* Written exercise A: Please copy, word for word, the part of the personal leave text that opens with the words containing "Given the general" and closes with "process being commenced.".
* Written exercise B: Under the National Employment Standards, how many days of yearly personal leave does the personal leave text give full-time employees?

Personal leave (covering both sick and carers leave) is both an entitlement and workplace right that is provided to all full-time and part-time employees under the National Employment Standards (NES). The  NES provides that an eligible employee is entitled to a yearly personal leave entitlement of 10 days for full-time employees, and pro-rata for part-time employees, that is based on their ordinary hours of work. An employee can take as much paid sick leave as they have accumulated where they are not fit for work because of an illness or injury, provided that they comply with requests from their employer to provide reasonable supporting evidence.

The Fair Work Act 2009 prohibits an employer from taking adverse action against an employee for having utilised a workplace right. A person will be deemed to have a workplace right under the Act if they:

  • are entitled to the benefit of a workplace law, workplace instrument or an order made by an industrial body.
  • have a role or responsibility under a workplace law, workplace instrument or order made by an industrial body.
  • are able to initiate or participate in a process or proceedings under a workplace law or instrument.
  • are able to make a complaint or inquiry to a person or body with capacity to seek compliance with a workplace law or instrument, or
  • are able to make a complaint or inquiry in relation to their employment.

Given the general protections that are afforded under the Fair Work Act 2009, an employer generally cannot discipline or terminate an employee on the grounds of them having exercised a right to take paid personal leave.

Non-temporary absences

Where an employee’s absence:

  • exceeds a period of three consecutive months, or a total of more than 3 months over a 12 month period and
  • includes a period of unpaid personal leave

The employee may no longer have protections from unfair dismissal.  

Dismissal of an employee who has been absent for more than three months (including a period of unpaid leave) is a complex matter and requires that due process be followed. Advice should be sought from our HR Advisory team prior to such a process being commenced.

* Given information:
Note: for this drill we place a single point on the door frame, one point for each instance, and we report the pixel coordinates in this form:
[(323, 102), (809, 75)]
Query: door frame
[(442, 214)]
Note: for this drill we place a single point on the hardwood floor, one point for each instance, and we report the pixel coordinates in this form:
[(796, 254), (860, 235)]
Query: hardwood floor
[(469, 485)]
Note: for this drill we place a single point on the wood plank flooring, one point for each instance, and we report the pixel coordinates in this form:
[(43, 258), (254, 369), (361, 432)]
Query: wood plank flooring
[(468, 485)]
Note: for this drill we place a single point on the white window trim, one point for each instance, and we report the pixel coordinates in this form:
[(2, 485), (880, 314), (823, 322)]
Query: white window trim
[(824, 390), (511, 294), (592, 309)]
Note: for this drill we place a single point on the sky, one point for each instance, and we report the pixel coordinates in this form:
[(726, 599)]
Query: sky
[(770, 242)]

* Complete response A:
Given the general protections that are afforded under the Fair Work Act 2009, an employer generally cannot discipline or terminate an employee on the grounds of them having exercised a right to take paid personal leave.

Non-temporary absences

Where an employee’s absence:

  • exceeds a period of three consecutive months, or a total of more than 3 months over a 12 month period and
  • includes a period of unpaid personal leave

The employee may no longer have protections from unfair dismissal.  

Dismissal of an employee who has been absent for more than three months (including a period of unpaid leave) is a complex matter and requires that due process be followed. Advice should be sought from our HR Advisory team prior to such a process being commenced.

* Complete response B: 10 days.